Scraping Central is reader-supported. When you buy through links on our site, we may earn an affiliate commission.

1.15intermediate5 min read

lxml and XPath in Python, 10x Faster

When BeautifulSoup is too slow or the structure too irregular, drop down to lxml directly. XPath gives you axes and predicates BeautifulSoup can't match.

What you’ll learn

  • Parse HTML directly with `lxml.html` and traverse the tree.
  • Write XPath expressions for the common patterns: axes, predicates, position, text matching.
  • Combine XPath with CSS via `lxml.cssselect`.
  • Decide when lxml beats BeautifulSoup and when it doesn't.

BeautifulSoup is comfortable. lxml is fast and powerful. They're not mutually exclusive, BeautifulSoup actually uses lxml under the hood when you ask for the "lxml" parser. But for performance-critical scrapers and for tasks where XPath wins on expressiveness, working directly with lxml.html is the right call.

Install

pip install lxml cssselect

cssselect enables CSS selectors on lxml elements (so you don't HAVE to write XPath everywhere).

Parsing HTML

import lxml.html

html_text = "<html><body><h1>Hi</h1></body></html>"
tree = lxml.html.fromstring(html_text)

print(tree.tag)  # 'html'
print(tree.xpath("//h1/text()"))  # ['Hi']

fromstring parses a fragment or full document and returns the root element. For full-document semantics (with <doctype> etc.) use lxml.html.parse(file_or_url).

From a requests response:

import requests, lxml.html
r = requests.get("https://practice.scrapingcentral.com/products")
tree = lxml.html.fromstring(r.content)

• INFORMATION PROVIDED:

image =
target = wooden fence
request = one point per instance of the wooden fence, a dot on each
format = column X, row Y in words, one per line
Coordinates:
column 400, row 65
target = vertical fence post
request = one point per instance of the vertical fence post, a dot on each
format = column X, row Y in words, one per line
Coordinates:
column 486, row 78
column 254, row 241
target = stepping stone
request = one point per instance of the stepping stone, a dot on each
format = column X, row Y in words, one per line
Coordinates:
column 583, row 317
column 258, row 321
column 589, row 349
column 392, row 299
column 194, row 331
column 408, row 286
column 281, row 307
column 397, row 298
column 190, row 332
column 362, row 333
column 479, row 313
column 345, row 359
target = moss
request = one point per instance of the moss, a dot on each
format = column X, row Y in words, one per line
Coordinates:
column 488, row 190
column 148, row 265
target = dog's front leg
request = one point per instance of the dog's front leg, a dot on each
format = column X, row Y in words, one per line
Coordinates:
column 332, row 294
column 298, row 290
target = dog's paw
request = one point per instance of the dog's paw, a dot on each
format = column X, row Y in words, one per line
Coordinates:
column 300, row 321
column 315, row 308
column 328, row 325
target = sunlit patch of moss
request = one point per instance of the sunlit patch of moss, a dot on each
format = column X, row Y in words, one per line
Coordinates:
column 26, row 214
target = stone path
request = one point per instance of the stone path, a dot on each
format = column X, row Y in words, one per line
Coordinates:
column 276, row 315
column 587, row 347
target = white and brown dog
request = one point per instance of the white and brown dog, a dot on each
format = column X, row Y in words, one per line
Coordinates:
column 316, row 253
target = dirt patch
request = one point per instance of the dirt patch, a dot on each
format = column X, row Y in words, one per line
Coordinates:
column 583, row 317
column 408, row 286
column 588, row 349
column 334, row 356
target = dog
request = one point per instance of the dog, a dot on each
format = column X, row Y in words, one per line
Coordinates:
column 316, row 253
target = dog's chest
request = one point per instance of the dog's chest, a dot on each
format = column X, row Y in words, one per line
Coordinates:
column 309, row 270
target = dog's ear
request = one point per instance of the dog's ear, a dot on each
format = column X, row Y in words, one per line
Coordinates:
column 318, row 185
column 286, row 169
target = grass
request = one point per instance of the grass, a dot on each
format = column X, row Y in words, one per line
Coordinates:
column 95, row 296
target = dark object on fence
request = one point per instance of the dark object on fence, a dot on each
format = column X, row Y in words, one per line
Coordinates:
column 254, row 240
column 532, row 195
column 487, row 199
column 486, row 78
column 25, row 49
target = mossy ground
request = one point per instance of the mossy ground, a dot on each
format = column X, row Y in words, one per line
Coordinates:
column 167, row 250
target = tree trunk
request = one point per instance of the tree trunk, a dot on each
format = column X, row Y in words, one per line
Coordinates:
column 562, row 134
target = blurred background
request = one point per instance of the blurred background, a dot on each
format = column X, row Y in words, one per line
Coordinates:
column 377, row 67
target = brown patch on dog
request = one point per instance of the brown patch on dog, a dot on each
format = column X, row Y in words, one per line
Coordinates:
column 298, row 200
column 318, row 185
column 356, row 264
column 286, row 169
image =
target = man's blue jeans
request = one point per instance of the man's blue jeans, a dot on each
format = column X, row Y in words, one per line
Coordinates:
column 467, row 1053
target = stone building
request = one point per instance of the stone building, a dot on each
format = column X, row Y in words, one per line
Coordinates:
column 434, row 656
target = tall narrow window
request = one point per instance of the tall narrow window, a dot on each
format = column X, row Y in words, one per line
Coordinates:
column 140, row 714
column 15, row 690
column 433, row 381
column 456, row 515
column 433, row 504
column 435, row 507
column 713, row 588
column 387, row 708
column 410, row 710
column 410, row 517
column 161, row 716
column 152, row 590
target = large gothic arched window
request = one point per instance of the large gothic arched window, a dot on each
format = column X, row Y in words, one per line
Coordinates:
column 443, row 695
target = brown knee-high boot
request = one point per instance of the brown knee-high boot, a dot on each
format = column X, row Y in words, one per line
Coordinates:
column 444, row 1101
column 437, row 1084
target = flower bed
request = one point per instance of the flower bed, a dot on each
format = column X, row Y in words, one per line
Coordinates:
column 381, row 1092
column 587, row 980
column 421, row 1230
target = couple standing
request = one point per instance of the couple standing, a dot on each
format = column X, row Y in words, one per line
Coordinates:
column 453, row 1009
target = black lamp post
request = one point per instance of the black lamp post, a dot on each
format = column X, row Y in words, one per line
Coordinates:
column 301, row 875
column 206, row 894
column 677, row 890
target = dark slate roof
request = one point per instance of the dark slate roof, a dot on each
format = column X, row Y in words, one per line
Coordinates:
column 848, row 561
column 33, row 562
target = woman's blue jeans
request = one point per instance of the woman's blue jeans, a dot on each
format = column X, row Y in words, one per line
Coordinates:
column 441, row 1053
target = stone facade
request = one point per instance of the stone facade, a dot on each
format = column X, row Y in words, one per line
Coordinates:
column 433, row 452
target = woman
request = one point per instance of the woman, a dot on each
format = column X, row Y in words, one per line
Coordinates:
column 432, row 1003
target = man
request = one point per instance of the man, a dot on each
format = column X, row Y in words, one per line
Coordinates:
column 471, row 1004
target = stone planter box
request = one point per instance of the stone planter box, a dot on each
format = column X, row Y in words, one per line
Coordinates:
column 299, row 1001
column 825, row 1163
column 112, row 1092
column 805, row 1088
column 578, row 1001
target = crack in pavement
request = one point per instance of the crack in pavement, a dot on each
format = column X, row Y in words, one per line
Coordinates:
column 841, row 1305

• GIVEN INSTRUCTION 1:
In the lxml tutorial, what does the cssselect package enable?
• GIVEN INSTRUCTION 2:
Render this sentence from the lxml tutorial in Spanish: "fromstring parses a fragment or full document and returns the root element."
• GIVEN INSTRUCTION 3:
Reproduce everything in the lxml tutorial from "1.15intermediate5 min read" down to "BeautifulSoup can't match.".
Rely only on the lxml tutorial when responding.

• TASK RESULT 1:
It enables CSS selectors on lxml elements.

• TASK RESULT 2:
fromstring analiza un fragmento o un documento completo y devuelve el elemento raíz.

• TASK RESULT 3:
1.15intermediate5 min read

lxml and XPath in Python, 10x Faster

When BeautifulSoup is too slow or the structure too irregular, drop down to lxml directly. XPath gives you axes and predicates BeautifulSoup can't match.